In the listing below, please print the line that contains "compact form (362,217)." and every line that follows it, exactly.

▶

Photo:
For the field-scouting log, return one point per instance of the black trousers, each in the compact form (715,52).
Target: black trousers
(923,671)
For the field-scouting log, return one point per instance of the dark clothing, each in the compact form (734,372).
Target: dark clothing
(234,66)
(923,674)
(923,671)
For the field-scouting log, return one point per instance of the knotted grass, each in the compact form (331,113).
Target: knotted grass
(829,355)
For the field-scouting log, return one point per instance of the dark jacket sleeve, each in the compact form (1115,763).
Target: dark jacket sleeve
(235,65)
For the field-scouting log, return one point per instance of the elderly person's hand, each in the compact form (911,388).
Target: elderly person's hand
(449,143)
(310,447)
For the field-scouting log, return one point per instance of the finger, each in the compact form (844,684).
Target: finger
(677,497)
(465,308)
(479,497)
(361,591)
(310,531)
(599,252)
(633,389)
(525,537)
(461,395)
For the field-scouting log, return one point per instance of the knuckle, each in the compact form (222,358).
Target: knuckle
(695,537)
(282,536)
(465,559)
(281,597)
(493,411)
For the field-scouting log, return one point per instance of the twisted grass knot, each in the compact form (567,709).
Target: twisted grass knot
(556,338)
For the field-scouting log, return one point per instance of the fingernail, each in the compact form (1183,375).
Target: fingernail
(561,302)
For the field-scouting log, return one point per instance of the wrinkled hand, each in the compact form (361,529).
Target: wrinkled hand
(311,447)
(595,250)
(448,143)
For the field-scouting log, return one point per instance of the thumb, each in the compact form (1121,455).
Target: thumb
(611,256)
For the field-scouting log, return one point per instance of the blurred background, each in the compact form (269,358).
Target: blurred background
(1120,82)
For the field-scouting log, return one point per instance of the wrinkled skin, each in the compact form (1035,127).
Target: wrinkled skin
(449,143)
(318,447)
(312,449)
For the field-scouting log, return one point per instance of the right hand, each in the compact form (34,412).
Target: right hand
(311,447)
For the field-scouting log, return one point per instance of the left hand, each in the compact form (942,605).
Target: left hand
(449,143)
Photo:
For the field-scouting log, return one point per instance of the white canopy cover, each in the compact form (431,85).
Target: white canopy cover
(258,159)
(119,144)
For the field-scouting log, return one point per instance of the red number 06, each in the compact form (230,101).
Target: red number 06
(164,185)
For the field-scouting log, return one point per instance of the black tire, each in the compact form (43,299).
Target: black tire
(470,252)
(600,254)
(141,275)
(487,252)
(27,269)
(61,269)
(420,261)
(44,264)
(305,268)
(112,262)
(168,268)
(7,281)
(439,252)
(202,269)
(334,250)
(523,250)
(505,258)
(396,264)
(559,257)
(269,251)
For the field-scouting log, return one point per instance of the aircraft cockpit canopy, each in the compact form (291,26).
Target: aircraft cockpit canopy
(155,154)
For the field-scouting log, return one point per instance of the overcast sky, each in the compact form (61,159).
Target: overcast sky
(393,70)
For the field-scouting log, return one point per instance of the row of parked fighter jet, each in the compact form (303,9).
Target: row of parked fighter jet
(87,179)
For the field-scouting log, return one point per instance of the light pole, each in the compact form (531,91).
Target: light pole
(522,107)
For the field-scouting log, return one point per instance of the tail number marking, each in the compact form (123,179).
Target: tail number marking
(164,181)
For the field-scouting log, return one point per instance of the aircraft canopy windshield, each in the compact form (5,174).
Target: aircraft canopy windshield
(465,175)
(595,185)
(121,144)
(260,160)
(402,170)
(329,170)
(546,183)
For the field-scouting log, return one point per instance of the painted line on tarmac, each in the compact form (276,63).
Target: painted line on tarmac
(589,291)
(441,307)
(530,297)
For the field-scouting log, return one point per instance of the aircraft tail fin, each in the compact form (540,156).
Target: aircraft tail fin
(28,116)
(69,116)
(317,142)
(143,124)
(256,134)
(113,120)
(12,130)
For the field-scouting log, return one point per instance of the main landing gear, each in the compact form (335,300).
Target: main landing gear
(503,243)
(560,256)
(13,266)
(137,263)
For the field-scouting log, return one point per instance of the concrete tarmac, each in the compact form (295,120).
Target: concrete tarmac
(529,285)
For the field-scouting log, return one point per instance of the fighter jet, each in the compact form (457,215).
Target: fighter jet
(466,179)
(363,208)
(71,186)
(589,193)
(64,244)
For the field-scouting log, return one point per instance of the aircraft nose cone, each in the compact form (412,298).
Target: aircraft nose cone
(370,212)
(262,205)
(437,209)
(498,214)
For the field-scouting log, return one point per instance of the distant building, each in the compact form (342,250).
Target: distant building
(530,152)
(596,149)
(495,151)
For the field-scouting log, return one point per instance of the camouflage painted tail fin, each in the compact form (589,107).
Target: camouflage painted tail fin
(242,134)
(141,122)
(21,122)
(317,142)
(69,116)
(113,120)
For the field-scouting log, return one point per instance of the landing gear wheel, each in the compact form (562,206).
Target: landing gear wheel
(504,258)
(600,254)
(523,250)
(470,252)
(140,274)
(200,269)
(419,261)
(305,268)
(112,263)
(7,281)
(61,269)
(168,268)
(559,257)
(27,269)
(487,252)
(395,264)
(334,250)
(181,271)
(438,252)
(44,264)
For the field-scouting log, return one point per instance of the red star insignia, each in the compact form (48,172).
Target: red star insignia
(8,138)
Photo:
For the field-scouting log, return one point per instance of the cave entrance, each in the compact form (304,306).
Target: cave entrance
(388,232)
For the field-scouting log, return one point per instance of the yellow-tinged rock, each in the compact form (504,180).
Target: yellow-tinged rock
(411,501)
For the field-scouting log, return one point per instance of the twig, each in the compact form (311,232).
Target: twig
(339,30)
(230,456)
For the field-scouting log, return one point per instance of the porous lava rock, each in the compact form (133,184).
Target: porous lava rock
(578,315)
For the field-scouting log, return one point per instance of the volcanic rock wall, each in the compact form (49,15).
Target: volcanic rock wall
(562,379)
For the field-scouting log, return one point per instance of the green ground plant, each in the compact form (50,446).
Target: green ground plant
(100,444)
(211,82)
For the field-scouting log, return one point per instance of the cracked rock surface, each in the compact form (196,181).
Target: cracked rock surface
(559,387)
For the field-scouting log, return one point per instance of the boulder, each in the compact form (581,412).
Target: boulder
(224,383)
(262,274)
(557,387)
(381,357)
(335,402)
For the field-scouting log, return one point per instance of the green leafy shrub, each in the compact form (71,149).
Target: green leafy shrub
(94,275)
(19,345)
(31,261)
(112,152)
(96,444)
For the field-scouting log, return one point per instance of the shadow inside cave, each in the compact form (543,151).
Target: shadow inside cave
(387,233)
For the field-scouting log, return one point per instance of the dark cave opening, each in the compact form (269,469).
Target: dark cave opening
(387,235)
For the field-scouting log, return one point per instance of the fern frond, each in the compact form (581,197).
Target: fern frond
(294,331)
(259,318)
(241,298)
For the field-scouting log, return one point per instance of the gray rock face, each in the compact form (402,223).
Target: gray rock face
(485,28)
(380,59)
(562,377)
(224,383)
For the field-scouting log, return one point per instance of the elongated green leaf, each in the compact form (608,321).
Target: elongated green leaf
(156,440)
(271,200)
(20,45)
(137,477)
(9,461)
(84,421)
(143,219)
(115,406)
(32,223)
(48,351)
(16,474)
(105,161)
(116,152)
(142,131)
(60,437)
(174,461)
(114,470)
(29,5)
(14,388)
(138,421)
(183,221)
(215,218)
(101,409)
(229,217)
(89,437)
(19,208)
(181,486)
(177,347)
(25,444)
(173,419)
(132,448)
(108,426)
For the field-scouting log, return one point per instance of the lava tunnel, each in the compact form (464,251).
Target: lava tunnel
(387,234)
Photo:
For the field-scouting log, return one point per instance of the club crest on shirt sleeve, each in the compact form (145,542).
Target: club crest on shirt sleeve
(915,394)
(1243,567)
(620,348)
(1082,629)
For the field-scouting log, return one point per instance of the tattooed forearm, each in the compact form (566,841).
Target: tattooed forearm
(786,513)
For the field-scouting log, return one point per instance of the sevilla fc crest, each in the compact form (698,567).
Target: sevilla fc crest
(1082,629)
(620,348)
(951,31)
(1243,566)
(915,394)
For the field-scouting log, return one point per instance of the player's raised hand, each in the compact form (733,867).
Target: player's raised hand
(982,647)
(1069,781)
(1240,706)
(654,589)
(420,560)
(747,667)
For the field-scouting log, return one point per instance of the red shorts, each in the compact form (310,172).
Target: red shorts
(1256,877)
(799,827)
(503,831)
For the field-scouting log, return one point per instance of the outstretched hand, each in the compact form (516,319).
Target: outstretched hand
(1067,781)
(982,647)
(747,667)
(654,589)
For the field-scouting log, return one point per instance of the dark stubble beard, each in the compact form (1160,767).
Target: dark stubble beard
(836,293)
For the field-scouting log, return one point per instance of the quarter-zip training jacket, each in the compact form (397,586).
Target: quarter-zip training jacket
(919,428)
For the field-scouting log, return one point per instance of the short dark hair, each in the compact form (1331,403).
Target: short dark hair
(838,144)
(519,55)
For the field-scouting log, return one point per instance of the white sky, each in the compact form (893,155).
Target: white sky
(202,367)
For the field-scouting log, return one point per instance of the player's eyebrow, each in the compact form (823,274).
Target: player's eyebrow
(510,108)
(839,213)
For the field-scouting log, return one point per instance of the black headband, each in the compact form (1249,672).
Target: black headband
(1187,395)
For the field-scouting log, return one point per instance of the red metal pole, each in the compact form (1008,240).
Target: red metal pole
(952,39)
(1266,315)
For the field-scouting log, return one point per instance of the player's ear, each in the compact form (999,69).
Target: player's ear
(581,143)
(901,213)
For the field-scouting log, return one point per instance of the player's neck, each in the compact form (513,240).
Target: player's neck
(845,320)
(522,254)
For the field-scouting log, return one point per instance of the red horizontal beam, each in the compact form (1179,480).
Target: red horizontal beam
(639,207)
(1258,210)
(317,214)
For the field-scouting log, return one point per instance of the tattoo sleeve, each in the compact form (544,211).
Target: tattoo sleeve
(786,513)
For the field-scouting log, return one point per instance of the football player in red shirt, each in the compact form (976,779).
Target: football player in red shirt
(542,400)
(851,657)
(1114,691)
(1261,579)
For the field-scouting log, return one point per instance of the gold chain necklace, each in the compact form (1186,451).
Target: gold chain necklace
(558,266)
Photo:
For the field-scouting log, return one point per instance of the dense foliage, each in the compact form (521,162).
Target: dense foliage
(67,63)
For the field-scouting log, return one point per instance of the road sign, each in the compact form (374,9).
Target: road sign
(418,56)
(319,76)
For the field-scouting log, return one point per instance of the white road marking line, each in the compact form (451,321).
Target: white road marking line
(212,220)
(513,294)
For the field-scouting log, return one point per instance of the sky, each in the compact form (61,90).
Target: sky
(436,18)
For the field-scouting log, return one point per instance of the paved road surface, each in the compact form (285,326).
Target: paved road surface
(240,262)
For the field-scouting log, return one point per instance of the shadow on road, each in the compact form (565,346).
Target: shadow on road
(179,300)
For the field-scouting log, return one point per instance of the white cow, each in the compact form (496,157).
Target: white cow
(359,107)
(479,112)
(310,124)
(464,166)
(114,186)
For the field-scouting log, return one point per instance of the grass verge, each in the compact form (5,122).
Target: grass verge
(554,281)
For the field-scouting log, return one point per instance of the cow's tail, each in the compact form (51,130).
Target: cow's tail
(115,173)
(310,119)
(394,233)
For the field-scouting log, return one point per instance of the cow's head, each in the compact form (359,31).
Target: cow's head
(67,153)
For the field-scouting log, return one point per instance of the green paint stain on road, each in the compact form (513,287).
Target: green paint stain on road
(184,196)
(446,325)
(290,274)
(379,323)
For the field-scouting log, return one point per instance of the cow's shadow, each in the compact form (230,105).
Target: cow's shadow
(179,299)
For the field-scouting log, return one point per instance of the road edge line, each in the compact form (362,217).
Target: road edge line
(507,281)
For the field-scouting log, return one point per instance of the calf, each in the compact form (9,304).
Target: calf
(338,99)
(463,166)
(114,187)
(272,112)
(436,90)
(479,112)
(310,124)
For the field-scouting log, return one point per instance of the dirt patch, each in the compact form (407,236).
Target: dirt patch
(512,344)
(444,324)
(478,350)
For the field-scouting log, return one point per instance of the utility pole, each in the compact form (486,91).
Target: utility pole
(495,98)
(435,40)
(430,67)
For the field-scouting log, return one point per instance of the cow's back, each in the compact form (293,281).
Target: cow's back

◀

- **FINAL RESULT**
For the field-scouting log, return one point per instance of the road edge line, each in the compact form (362,217).
Target: road edge line
(507,281)
For the field-scouting log, return one point per instance of the calf, each in the compact form (9,304).
Target: calf
(338,99)
(463,166)
(114,187)
(272,112)
(436,90)
(479,112)
(310,124)
For the field-scouting log, return one point per instance of the dirt patch, each in the compact form (407,236).
Target: dirt patch
(512,344)
(444,324)
(478,350)
For the field-scouting log, return one point per instance of the utility pole, each in the compact form (486,91).
Target: utility pole
(495,98)
(435,40)
(430,67)
For the field-scouting log, return one point per instance of the cow's back, each in the compact form (293,281).
Target: cow's back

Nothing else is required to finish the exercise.